[Supplied information — start]

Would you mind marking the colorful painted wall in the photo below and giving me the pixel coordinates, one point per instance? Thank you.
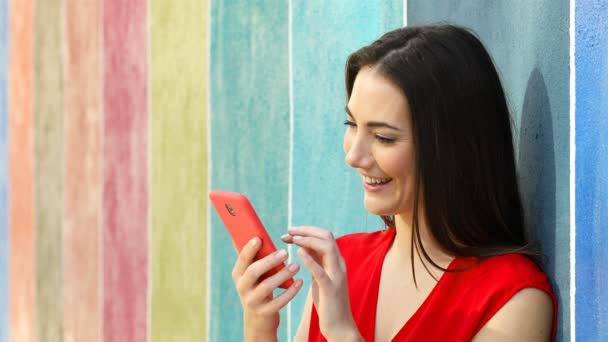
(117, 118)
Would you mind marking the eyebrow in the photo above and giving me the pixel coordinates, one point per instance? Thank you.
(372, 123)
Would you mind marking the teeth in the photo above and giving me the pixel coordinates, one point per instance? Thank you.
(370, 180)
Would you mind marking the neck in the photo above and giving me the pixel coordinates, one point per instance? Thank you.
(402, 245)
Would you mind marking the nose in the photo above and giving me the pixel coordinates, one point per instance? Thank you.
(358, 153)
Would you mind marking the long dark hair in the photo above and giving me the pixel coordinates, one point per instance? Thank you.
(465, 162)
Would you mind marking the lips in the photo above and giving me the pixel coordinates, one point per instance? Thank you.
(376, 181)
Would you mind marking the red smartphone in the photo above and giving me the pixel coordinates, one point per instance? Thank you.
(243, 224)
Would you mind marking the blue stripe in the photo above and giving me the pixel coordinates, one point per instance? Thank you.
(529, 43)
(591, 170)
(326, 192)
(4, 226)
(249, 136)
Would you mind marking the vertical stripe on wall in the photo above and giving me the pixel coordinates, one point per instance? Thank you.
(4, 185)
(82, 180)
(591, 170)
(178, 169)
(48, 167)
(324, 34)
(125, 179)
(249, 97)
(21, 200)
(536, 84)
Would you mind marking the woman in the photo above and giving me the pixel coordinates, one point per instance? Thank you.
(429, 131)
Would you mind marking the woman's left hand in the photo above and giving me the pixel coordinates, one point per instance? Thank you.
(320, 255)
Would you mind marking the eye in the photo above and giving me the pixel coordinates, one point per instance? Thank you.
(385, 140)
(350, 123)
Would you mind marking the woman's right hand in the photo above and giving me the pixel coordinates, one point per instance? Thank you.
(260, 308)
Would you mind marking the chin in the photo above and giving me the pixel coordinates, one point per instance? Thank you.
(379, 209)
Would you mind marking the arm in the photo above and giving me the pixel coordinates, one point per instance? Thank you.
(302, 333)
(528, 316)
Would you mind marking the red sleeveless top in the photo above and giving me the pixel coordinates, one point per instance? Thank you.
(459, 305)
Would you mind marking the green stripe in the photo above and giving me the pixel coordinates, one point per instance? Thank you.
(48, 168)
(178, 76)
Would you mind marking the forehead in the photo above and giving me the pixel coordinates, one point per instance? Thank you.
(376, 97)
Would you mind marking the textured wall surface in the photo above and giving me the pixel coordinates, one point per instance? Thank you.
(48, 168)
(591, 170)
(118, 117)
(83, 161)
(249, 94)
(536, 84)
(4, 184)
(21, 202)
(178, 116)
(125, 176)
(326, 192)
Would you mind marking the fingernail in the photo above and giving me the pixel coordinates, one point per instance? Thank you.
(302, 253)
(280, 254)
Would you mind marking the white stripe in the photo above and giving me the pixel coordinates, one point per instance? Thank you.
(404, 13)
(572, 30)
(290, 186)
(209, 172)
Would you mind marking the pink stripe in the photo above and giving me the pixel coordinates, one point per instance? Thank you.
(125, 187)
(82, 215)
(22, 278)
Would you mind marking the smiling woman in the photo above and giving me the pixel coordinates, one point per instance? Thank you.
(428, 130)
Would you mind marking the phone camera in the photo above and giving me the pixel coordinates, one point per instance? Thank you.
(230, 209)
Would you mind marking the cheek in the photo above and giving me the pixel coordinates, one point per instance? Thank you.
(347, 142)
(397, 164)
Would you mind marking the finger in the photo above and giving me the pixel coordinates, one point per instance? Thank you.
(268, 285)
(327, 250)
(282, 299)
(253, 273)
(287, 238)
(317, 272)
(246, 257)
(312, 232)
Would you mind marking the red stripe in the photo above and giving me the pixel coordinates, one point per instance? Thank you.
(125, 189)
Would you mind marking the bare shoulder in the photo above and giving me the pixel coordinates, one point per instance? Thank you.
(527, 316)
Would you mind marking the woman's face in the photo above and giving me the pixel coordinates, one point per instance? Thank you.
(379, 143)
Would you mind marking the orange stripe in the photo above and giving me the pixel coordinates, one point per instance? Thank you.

[Supplied information — finish]

## [What you are asked to do]
Write every line of the data out again exactly, leaving out all images.

## [Answer for this exercise]
Would you mind marking the colorful painted wall in the photo below and giving me the pixel coordinates, one point per instance? Thank you.
(117, 118)
Would you mind marking the eyebrow in the photo above and giving me the pixel coordinates, one point per instance? Thank you.
(372, 123)
Would you mind marking the teeth in the photo above and giving me the pixel coordinates, one point per instance? Thank you.
(370, 180)
Would you mind marking the neck in the photo above and giving me the pixel coordinates, one point per instance? Thank you.
(402, 245)
Would you mind marking the nose in the photo above and giving me the pixel coordinates, one point per instance? Thank you.
(358, 153)
Would you mind marking the long dark hair in the photo above and giving me the pixel coordinates, one point per instance? Thank you.
(465, 162)
Would you mind marking the lips in the photo above and giving me the pixel coordinates, one point per instance? Thank you.
(376, 181)
Would you mind marking the red smartphone in the photo above and giving me the pixel coordinates, one point per instance? Thank you.
(243, 224)
Would you mind marking the blue stripe in the photo above and giving me the pixel coordinates, one point per instance? Thank you.
(529, 43)
(591, 170)
(326, 192)
(4, 226)
(249, 136)
Would you mind marking the vertical stripe on wall in the photo above and giving me the pixel coordinates, one point per instance? Thank you.
(4, 185)
(82, 180)
(591, 170)
(178, 169)
(48, 167)
(324, 34)
(125, 179)
(249, 97)
(21, 200)
(536, 84)
Would you mind marking the woman in the photo above and giving me the pixel coordinates, one point per instance? Thank you.
(429, 131)
Would you mind marking the woman's left hand in the photo above and giving me the pixel coordinates, one point per instance? Thank you.
(320, 255)
Would you mind marking the eye in the photo above and giving me the pixel coordinates, one point per instance? Thank you.
(385, 140)
(350, 123)
Would you mind marking the woman's right hand in the photo above and giving me the pixel coordinates, one point per instance? Thank you.
(260, 308)
Would you mind marking the chin in the photo above and giving me the pixel coordinates, one point per instance? Thank you.
(379, 209)
Would you mind marking the arm in the photo above and giving me the pixel coordinates, one point per instance? Thank you.
(302, 333)
(528, 316)
Would you mind marking the red sleeveless top in the photo above and giving me the pixel coordinates, one point per instance? Thank you.
(459, 305)
Would you mind marking the green stripe in the photo above and giving me the pixel coordinates, one point per instance? Thank you.
(48, 168)
(178, 76)
Would you mind marking the forehead in the photo above and giving me the pixel coordinates, one point per instance? Thank you.
(376, 97)
Would you mind marking the textured wall surface in the photo above and giving me the pixel coordinates, one point per instance? Thank you.
(48, 168)
(591, 170)
(118, 117)
(83, 161)
(249, 94)
(536, 84)
(4, 184)
(21, 202)
(178, 116)
(125, 176)
(326, 192)
Would you mind marking the fingernail in the photo above and giving me the pixel coordinates, one point per instance? Thank you.
(302, 253)
(280, 254)
Would you mind marking the white stripe in the photo above and giving me the pixel coordinates, one point per instance? Thank you.
(404, 13)
(572, 30)
(290, 186)
(209, 172)
Would you mind marking the pink stripe in the photo above and giving me the pixel coordinates, one point per instance? Thank you.
(125, 187)
(82, 215)
(22, 278)
Would you mind marking the smiling woman in the photo above and giving me the pixel coordinates, one point per instance? Thank you.
(428, 130)
Would you mind marking the phone camera in the photo above and giving me the pixel coordinates, one point per instance? Thank you.
(230, 209)
Would you mind marking the cheek in the photo above and giving me the pixel coordinates, one point per instance? Thank you.
(347, 142)
(397, 164)
Would you mind marking the finger in the photo above and giving me the pixel coordinates, one point per instance? Thank you.
(268, 285)
(327, 250)
(282, 299)
(253, 273)
(287, 238)
(317, 272)
(246, 257)
(312, 232)
Would you mind marking the red stripe in the photo above and giving me the pixel coordinates, one point per instance? Thank you.
(125, 189)
Would you mind marking the bare shoulder in the photo above and giving me the pixel coordinates, one point per instance? Thank you.
(527, 316)
Would you mind marking the woman's face in the photo above and giving me the pixel coordinates, one point per instance? Thank you.
(379, 143)
Would you mind marking the orange stripe in the photo above and giving me the pixel coordinates, one point per instance? Thank you.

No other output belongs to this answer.